Bourdieu a lui aussi usé de la comparaison de la recherche et de la conversion, bien après l’allégorie de la caverne de Platon qui sert souvent de paradigme :

S’agissant de penser le monde social, on ne risque jamais de surestimer la difficulté, ou les menaces. La force du préconstruit réside dans le fait que, étant inscrit à la fois dans les choses et dans les cerveaux, il se présente sous les dehors de l’évidence, qui passe inaperçue parce qu'elle va de soi. La rupture est en fait une conversion du regard et on peut dire de l'enseignement de la recherche en sociologie qu’il doit d'abord « donner de nouveaux yeux », comme disent parfois les philosophies initiatiques. Il s’agit de produire, sinon un « homme nouveau », du moins un « nouveau regard », un œil sociologique. Et cela n’est possible sans une véritable conversion, une metanoïa, une révolution mentale, un changement de toute vision du monde social.
------------
▶ [Consignes]:
(A) D'après le texte source, dans quels deux lieux le préconstruit est-il inscrit ?
(B) Extrayez du texte source tout le passage qui va de « S’agissant de penser » jusqu'à « du monde social. ».
------------
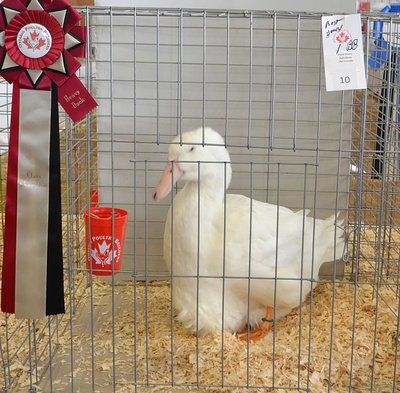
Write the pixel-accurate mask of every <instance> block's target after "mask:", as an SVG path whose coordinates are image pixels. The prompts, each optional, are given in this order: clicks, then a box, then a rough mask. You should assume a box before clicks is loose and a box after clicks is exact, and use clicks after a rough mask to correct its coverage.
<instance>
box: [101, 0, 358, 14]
mask: <svg viewBox="0 0 400 393" xmlns="http://www.w3.org/2000/svg"><path fill="white" fill-rule="evenodd" d="M95 3H96V5H105V6H113V7H114V6H125V7H161V8H162V7H170V8H213V9H247V10H276V11H307V12H309V11H314V12H345V13H349V12H355V10H356V0H337V1H331V0H302V1H299V0H286V1H278V0H267V1H266V0H246V1H243V0H96V2H95Z"/></svg>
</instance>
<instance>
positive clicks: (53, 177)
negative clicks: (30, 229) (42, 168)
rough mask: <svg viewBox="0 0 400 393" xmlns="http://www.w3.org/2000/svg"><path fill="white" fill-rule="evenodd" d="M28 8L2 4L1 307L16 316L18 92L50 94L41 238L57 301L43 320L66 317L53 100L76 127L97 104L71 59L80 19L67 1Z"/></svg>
mask: <svg viewBox="0 0 400 393" xmlns="http://www.w3.org/2000/svg"><path fill="white" fill-rule="evenodd" d="M31 3H33V1H31V0H21V1H20V0H4V1H3V2H2V3H1V4H0V34H2V35H3V36H4V45H3V46H0V75H1V76H2V77H3V78H4V79H6V80H7V81H8V82H9V83H13V84H14V86H13V101H12V110H11V127H10V144H9V153H8V154H9V157H8V173H7V194H6V218H5V233H4V244H5V246H4V255H3V271H2V294H1V301H2V304H1V308H2V310H3V311H4V312H8V313H14V312H15V279H16V278H15V256H16V241H15V239H16V231H17V227H16V212H17V206H16V205H17V183H18V130H19V118H20V115H21V116H29V114H28V113H26V114H25V113H24V114H20V110H19V100H20V89H33V90H51V92H52V100H51V102H52V103H51V108H49V112H50V111H51V125H50V130H49V132H50V135H51V136H50V148H51V150H50V163H49V167H50V173H49V179H50V185H49V187H50V192H51V194H50V195H51V198H52V199H50V203H49V219H48V222H49V224H51V228H50V226H49V233H47V234H45V235H46V236H48V243H49V246H48V254H50V255H48V258H50V257H51V258H53V259H56V260H55V261H53V262H52V263H53V265H52V266H48V268H47V272H48V274H49V273H50V274H51V275H52V277H50V276H49V275H48V278H47V292H48V293H47V296H48V297H49V296H50V297H51V295H52V294H56V296H57V299H58V300H57V299H51V300H50V301H49V302H47V303H46V315H51V314H57V313H61V312H64V299H63V290H62V288H63V278H62V242H61V239H62V234H61V194H60V164H59V141H58V134H59V129H58V103H57V101H58V102H59V103H60V104H61V105H62V107H63V108H64V110H65V111H66V112H67V113H68V115H69V116H70V117H71V119H72V120H73V121H74V122H75V121H78V120H79V119H81V118H82V117H83V116H85V115H86V114H87V113H89V112H90V111H91V110H93V109H94V108H95V107H96V106H97V103H96V102H95V100H94V99H93V97H92V96H91V95H90V93H89V92H88V91H87V89H86V88H85V86H84V85H83V84H82V83H81V82H80V80H79V78H77V77H76V75H75V72H76V71H77V70H78V69H79V67H80V63H79V61H77V60H76V59H75V57H83V56H84V54H85V39H86V30H85V27H83V26H77V25H76V24H77V23H78V22H79V20H80V19H81V15H80V14H79V13H78V12H77V10H75V9H74V8H73V7H71V5H70V4H69V3H68V2H67V1H66V0H54V1H50V0H36V1H34V3H35V6H34V7H30V5H31ZM40 7H41V8H42V9H41V10H40V9H38V8H40ZM41 32H42V33H41ZM35 51H36V52H35ZM40 51H43V54H42V52H40ZM32 121H34V119H32ZM42 235H43V234H42ZM44 263H46V261H44ZM47 263H48V262H47ZM54 266H56V267H54ZM57 266H58V267H57ZM60 273H61V274H60ZM60 289H61V290H60ZM60 296H61V297H62V299H61V298H60Z"/></svg>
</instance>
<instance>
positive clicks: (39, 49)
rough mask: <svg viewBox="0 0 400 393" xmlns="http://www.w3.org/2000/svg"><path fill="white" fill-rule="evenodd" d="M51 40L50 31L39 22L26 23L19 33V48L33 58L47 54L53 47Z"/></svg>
mask: <svg viewBox="0 0 400 393" xmlns="http://www.w3.org/2000/svg"><path fill="white" fill-rule="evenodd" d="M51 42H52V40H51V35H50V33H49V31H48V30H47V29H46V28H45V27H44V26H42V25H39V24H37V23H30V24H28V25H25V26H24V27H23V28H22V29H21V30H20V31H19V32H18V35H17V45H18V48H19V50H20V51H21V52H22V53H23V54H24V55H25V56H27V57H30V58H32V59H38V58H40V57H43V56H45V55H47V53H48V52H49V50H50V48H51Z"/></svg>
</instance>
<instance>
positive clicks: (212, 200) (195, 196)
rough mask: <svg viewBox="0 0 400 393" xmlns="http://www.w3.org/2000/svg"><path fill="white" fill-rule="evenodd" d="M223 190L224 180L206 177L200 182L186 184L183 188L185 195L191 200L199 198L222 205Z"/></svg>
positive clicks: (223, 185)
mask: <svg viewBox="0 0 400 393" xmlns="http://www.w3.org/2000/svg"><path fill="white" fill-rule="evenodd" d="M225 189H226V184H225V182H224V179H219V178H217V177H207V178H206V179H202V180H201V182H187V183H186V184H185V187H184V190H185V193H187V195H188V196H189V195H190V197H191V198H193V199H194V198H196V199H199V198H201V199H205V200H209V201H214V202H216V203H222V201H223V200H224V194H225Z"/></svg>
------------
▶ [Résultats]:
(A) Il est inscrit à la fois dans les choses et dans les cerveaux.

(B)
S’agissant de penser le monde social, on ne risque jamais de surestimer la difficulté, ou les menaces. La force du préconstruit réside dans le fait que, étant inscrit à la fois dans les choses et dans les cerveaux, il se présente sous les dehors de l’évidence, qui passe inaperçue parce qu'elle va de soi. La rupture est en fait une conversion du regard et on peut dire de l'enseignement de la recherche en sociologie qu’il doit d'abord « donner de nouveaux yeux », comme disent parfois les philosophies initiatiques. Il s’agit de produire, sinon un « homme nouveau », du moins un « nouveau regard », un œil sociologique. Et cela n’est possible sans une véritable conversion, une metanoïa, une révolution mentale, un changement de toute vision du monde social.